## Stored data entries
▬▬▬▬▬▬
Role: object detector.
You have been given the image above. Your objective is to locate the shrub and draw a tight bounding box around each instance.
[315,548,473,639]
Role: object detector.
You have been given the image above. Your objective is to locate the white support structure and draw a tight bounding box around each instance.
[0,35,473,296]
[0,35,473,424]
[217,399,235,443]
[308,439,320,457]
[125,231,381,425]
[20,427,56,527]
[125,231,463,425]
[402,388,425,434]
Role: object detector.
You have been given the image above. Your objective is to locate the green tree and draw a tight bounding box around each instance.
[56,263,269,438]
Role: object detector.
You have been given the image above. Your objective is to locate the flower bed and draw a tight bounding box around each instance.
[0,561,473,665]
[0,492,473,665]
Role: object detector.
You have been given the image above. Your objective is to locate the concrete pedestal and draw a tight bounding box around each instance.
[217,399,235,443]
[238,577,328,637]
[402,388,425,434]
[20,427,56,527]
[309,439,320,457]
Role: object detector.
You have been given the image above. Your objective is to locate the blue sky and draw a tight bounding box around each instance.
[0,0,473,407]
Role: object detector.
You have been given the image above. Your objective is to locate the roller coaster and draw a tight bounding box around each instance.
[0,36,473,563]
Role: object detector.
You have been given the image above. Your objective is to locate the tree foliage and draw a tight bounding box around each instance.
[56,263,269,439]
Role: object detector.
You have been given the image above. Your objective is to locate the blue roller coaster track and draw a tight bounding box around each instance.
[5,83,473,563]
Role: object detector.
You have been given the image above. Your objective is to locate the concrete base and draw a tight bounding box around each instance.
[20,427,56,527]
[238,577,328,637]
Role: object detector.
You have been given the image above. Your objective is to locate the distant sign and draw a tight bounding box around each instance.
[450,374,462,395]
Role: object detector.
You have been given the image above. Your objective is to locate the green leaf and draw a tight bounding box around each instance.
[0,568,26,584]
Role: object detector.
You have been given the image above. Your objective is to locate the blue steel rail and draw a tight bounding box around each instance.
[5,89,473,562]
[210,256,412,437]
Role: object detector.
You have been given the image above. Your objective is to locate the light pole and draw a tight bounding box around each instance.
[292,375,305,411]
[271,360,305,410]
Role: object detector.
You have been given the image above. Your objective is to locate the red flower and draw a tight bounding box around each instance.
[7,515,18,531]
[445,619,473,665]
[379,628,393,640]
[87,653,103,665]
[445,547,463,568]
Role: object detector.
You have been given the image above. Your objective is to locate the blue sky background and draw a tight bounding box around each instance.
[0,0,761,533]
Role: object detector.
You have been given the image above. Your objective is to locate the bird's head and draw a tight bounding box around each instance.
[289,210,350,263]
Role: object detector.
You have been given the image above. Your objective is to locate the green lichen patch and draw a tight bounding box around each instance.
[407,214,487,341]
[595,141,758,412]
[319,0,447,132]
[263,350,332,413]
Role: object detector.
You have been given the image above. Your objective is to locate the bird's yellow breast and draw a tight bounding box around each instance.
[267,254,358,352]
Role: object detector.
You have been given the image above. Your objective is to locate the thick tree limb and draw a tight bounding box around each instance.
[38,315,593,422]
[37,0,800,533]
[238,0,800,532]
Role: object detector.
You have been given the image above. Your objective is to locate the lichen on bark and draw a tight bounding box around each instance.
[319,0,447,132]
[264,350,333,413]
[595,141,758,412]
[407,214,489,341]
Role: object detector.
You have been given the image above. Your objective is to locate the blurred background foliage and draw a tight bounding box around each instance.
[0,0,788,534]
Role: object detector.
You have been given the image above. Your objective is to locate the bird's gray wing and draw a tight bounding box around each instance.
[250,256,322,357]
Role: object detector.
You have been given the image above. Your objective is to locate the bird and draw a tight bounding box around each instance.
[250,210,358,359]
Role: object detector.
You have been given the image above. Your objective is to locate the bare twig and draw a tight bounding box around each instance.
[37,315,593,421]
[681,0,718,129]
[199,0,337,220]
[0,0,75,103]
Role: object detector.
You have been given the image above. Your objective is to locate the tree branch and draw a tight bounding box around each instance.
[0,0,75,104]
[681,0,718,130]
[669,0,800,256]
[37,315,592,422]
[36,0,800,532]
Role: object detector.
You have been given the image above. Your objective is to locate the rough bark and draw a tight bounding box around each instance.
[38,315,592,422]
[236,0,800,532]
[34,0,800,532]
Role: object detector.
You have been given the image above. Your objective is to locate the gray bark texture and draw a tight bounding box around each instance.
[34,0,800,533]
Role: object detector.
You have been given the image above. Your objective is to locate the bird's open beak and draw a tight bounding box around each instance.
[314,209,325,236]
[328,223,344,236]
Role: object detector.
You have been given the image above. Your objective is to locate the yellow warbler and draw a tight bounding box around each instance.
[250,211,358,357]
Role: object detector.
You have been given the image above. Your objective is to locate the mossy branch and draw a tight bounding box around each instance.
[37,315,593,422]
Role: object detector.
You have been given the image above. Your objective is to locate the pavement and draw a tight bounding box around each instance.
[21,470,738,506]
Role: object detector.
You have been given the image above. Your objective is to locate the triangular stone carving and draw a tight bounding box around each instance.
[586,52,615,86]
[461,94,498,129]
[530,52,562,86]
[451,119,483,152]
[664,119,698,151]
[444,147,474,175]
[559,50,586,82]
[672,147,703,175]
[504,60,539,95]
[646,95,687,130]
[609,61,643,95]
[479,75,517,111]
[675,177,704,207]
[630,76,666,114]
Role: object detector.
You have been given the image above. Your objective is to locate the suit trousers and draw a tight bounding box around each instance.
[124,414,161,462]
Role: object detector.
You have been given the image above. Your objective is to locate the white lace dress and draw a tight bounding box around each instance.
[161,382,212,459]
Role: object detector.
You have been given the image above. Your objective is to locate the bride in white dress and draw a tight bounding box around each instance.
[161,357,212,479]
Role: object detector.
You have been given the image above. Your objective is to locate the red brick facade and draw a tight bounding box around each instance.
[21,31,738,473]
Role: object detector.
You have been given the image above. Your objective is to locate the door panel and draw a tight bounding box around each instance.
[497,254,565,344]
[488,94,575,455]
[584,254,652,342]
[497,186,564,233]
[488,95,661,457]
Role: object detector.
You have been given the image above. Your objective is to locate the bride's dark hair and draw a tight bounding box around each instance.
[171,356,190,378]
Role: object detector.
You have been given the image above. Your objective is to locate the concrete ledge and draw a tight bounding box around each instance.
▬▬▬▬▬▬
## TASK OBJECTIVE
Copy out every item above word for word, keeping each line unchanged.

## WRITTEN REPLY
Role: object detector.
You have been given the image above. Your objective is to locate the shrub and draw a tight bounding box around each instance.
[315,548,473,639]
Role: object detector.
You have been given the image above. Your objective is to locate the white support structure and draw a tight bounding box around each instance.
[0,35,473,296]
[0,35,473,424]
[217,399,235,443]
[308,439,320,457]
[125,231,381,425]
[20,427,56,527]
[125,231,463,425]
[402,388,425,434]
Role: object detector.
You have been given the image above. Your objective is to locate the green tree and draw a tight bounding box around each instance.
[56,263,269,438]
Role: object detector.
You have been given the image above. Your objective is to locate the flower bed and draw a tight bounding box around each instance.
[0,561,473,665]
[0,492,473,665]
Role: object detector.
You have been given the image above. Your objective is to locate the concrete pedestal and draw a tight bounding box around each instance.
[217,399,235,443]
[238,577,328,637]
[402,388,425,434]
[20,427,56,527]
[309,439,320,457]
Role: object detector.
You have been given the image above. Your objective is to locate the blue sky and draw a tight bounding box around each instance.
[0,0,473,407]
Role: object detector.
You have been given the image above. Your objective is to locate the roller coaster and draw a tight bounding box around each instance.
[0,36,473,563]
Role: object detector.
You have been given the image above. Your objective is to locate the tree foliage and draw a tight bounding box around each instance.
[56,263,269,439]
Role: object detector.
You have been given the image above. Your objective is to locate the blue roller coaster track and draw a tight bounding box around each instance.
[5,83,473,563]
Role: object detector.
You have been given the image above. Your objective is to locate the concrete base and draw a tight bounding box around each instance.
[20,427,56,527]
[238,577,328,637]
Role: object detector.
You have been given the image above. Your objective is to locate the distant sign and draw a tight bounding box around each instance.
[450,374,462,395]
Role: object detector.
You have been given the image above. Your objective is to locate the green leaf and draw a tight bounding box around each instance.
[0,568,26,584]
Role: object detector.
You have been given the image above. Your objective is to locate the blue steel rail and draw a tight bounding box around each instance.
[5,89,473,562]
[210,256,412,437]
Role: object detector.
You have been given the image above. Your objective is to locate the light pole and draw a tight bounding box around each instance.
[292,375,305,411]
[271,360,305,410]
Role: object detector.
You have been given the image above. Your objective is to locate the red flower and draw a tight bounding box around each instance.
[7,515,18,531]
[445,619,473,665]
[379,628,393,640]
[87,653,103,665]
[445,547,463,568]
Role: object detector.
You have been given the image above. Your objective is to locate the blue sky background and draw a tight bounding box around each instance.
[0,0,761,533]
Role: object detector.
You have been given the image above. Your objective is to locate the bird's head and draw a tight bounding box around each instance.
[289,210,350,263]
Role: object detector.
You have been given the image above. Your objective is to locate the green lichen patch and draw a tight bounding box around each instance.
[407,214,487,341]
[595,141,758,412]
[319,0,447,132]
[263,350,332,413]
Role: object detector.
You have been given the image above. Your objective is to locate the bird's yellow breast and draw a tight bounding box around each instance.
[267,254,358,352]
Role: object detector.
You have been given the image above. Your objective is to locate the thick tree limb and draw a tight bounding box around each instance.
[38,315,593,422]
[37,0,800,533]
[238,0,800,532]
Role: object detector.
You have been given the image above. Your objective is to locate the lichen on bark and draw a tight bounding box around each instance.
[319,0,447,132]
[264,350,333,413]
[595,141,758,412]
[407,214,489,341]
Role: object detector.
You have been given the image above. Your objective is to locate the blurred background foliage and draw a tight bounding box around each instance.
[0,0,788,534]
Role: object detector.
You have been given the image above. Your objective is to locate the bird's gray wing and draw a tight bounding box around each instance.
[250,256,322,357]
Role: object detector.
You have been given the image above. Your objective is to locate the bird and draw a tight bounding box around each instance.
[250,210,358,359]
Role: object detector.
You have been given the image above. Your objective is to locate the bare twig and draw a tight bounding box around each instance.
[37,315,593,421]
[681,0,718,129]
[199,0,337,220]
[0,0,75,103]
Role: object detector.
You have been given the image above. Your objective is to locate the tree branch and draw a tight bounding box around each instance.
[0,0,75,104]
[681,0,718,130]
[669,0,800,256]
[37,315,592,422]
[36,0,800,532]
Role: object detector.
You have been given the image above. Your objective is to locate the rough bark and draw a tight bounding box around each instance.
[38,315,592,422]
[236,0,800,532]
[34,0,800,532]
Role: object detector.
You have been given the image above. Your objective is to locate the gray bark texture and draw a tight bounding box around each instance.
[34,0,800,533]
Role: object detector.
You have been given the image above. Your objective is to locate the bird's open beak and draw a tight bounding box around each instance.
[314,209,325,236]
[328,223,344,236]
Role: object detector.
You have been given the image above. Your objective is to locate the yellow warbler and draw a tight bounding box around each instance.
[250,211,358,357]
Role: object detector.
You have been given the image above. Your objective is to locate the mossy branch and draw a tight bounding box around each instance.
[37,315,593,422]
Role: object detector.
You have been given the image above. Your objective is to locate the pavement and draw a tight bounding box around each instance.
[21,470,738,506]
Role: object detector.
You have been given the image above. Your objective is to locate the triangular stone carving and draw a tight bounding box around each instance.
[586,52,615,86]
[461,94,498,129]
[530,52,562,86]
[451,119,483,152]
[664,119,698,151]
[444,147,474,175]
[559,50,586,82]
[672,147,703,175]
[504,60,539,95]
[646,95,687,130]
[609,61,643,95]
[479,75,517,111]
[675,177,704,207]
[630,76,666,114]
Role: object detector.
You have been given the image above. Your objective is to locate the suit trousers and draw a tight bounding box around each instance.
[124,414,161,462]
Role: object detector.
You have been given the image above. Your objective is to locate the white lace dress and draw a tight bounding box around each instance.
[161,382,212,459]
Role: object detector.
You have been given the image above. Your objective is to locate the bride in white dress and draw a tight bounding box around each instance.
[161,357,212,479]
Role: object detector.
You have been given the image above. Your objective is to locate the red brick facade and draw a tight bounding box around each instance.
[21,31,738,473]
Role: object detector.
You have been given the image above. Your objective is to locate the door panel and draw a tight bounding box around each instance.
[497,254,565,344]
[488,94,575,455]
[584,254,652,342]
[497,186,564,233]
[488,95,661,457]
Role: object detector.
You have been given the image above. Your objective is to locate the bride's dark hair and draw a tight bounding box around each instance.
[171,356,190,378]
Role: object detector.
You have been given the image above. Your objective is to locate the concrete ledge and draw a tight bounding box around each instance.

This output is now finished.